*** INFORMATION SUPPLIED ***
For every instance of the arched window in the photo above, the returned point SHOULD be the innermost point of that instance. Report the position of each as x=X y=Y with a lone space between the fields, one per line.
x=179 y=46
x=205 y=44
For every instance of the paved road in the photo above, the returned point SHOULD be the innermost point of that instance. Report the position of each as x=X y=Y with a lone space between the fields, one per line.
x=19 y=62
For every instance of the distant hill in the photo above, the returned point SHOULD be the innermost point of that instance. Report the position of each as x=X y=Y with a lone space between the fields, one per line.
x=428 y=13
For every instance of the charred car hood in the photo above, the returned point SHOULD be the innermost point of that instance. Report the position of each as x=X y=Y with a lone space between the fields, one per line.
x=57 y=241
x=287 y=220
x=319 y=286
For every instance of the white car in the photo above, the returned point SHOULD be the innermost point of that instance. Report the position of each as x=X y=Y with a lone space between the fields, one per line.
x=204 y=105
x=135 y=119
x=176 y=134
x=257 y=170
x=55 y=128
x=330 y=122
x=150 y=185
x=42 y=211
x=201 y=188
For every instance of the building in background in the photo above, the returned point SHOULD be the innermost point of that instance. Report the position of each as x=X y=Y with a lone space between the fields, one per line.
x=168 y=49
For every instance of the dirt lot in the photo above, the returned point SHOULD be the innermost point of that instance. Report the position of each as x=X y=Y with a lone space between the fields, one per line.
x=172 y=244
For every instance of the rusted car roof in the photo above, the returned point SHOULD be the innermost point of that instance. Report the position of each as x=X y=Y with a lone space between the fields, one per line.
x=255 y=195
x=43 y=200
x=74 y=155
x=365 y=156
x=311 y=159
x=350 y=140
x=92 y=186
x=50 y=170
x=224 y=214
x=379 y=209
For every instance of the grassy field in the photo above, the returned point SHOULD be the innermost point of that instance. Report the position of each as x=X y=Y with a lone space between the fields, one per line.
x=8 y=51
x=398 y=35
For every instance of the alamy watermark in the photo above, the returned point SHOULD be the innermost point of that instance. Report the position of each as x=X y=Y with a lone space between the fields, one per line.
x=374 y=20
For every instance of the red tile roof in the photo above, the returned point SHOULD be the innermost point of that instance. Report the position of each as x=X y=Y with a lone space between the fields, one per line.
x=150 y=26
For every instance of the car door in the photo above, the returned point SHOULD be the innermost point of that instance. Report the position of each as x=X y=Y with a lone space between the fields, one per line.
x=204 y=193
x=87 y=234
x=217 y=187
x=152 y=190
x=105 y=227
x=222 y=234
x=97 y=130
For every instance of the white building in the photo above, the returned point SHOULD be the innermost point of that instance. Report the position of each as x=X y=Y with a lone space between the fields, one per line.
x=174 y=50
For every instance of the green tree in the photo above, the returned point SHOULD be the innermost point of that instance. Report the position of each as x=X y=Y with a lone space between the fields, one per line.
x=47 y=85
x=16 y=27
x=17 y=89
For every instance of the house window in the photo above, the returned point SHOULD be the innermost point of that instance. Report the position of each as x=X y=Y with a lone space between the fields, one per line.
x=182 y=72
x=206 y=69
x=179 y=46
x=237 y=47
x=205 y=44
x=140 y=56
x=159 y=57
*** End of INFORMATION SUPPLIED ***
## DIRECTIONS
Could the data above be set down exactly, in full?

## YOUR RESPONSE
For every instance of the arched window in the photo above, the returned point SHOULD be the innermost point of that instance. Report the position of each as x=X y=Y with a lone space between the fields, one per line.
x=179 y=46
x=205 y=44
For every instance of the paved road in the photo above, the returned point SHOULD be the innermost point of that instance. Report the position of each as x=X y=Y with a lone space between the fields, one per line.
x=19 y=62
For every instance of the distant hill in the photo above, the returned point SHOULD be the innermost point of that instance. Report the position of each as x=X y=Y with a lone space between the fields, one per line.
x=428 y=13
For every instance of the charred car hood in the photo above, the returned point SHOULD be the innermost point of that instance. Report the position of each as x=X y=Y with a lone space between the fields, one per line.
x=57 y=241
x=287 y=220
x=319 y=286
For every instance of the white car in the photo above, the returned point SHOULD be the innermost point of that instance. Report the position of each as x=X y=Y with a lone space between the fields, one per line.
x=204 y=105
x=135 y=119
x=176 y=134
x=257 y=170
x=55 y=128
x=330 y=122
x=150 y=185
x=42 y=211
x=201 y=188
For every instance of the building in background in the photo above, the returned point SHOULD be the innermost point of that instance. Report the position of each as x=X y=Y with a lone space between the fields, one per line.
x=168 y=49
For every instance of the dirt lot in the photo above, the returned point SHOULD be the innermost point of that instance. Report the position of each as x=X y=Y with a lone space between the fields, one per line.
x=172 y=244
For every instance of the rusted car roof in the photo above, the returned point SHOULD be the innermost point of that instance. Report the position of each as x=X y=Y with a lone space between the fields, one per line.
x=255 y=195
x=43 y=200
x=74 y=155
x=365 y=156
x=311 y=159
x=350 y=140
x=92 y=186
x=50 y=170
x=224 y=214
x=379 y=209
For every instance of the grassy field in the photo above, the returned point SHOULD be the innermost point of that instance. Report the position of each as x=X y=Y with a lone space between the fields, one per line.
x=8 y=51
x=398 y=35
For every instance of the alamy watermark in the photo above, the returned point SHOULD be the innermost point of that instance. Report the position of each as x=X y=Y with a lone space between the fields, one per line.
x=374 y=20
For every instance of the red tile roof in the photo above, the returned point SHOULD be the innermost point of that instance. Report the position of each as x=X y=Y with a lone space between the fields, one per line.
x=150 y=26
For every instance of the car door in the photo above, the returned point SHOULD be the innermost point of that instance. Report the position of each as x=X y=Y with a lone space between the fields, one per line.
x=204 y=193
x=87 y=234
x=217 y=187
x=152 y=190
x=105 y=227
x=222 y=234
x=97 y=130
For every instance of the white building in the photo above, the returned point SHOULD be the innermost point of that instance. Report the position of each as x=X y=Y with a lone space between the fields, one per line.
x=174 y=50
For every instance of the green tree in the photo above, the returned point SHOULD be the innermost point of that instance. Report the position of each as x=X y=Y with a lone space between the fields, one per line.
x=47 y=85
x=16 y=27
x=17 y=89
For every instance of the house window in the photo above, the returned point SHOULD be the innermost point of that instance. Report the position of each as x=X y=Y with a lone space between the fields, one per line.
x=182 y=72
x=206 y=69
x=179 y=46
x=237 y=47
x=205 y=44
x=140 y=56
x=159 y=57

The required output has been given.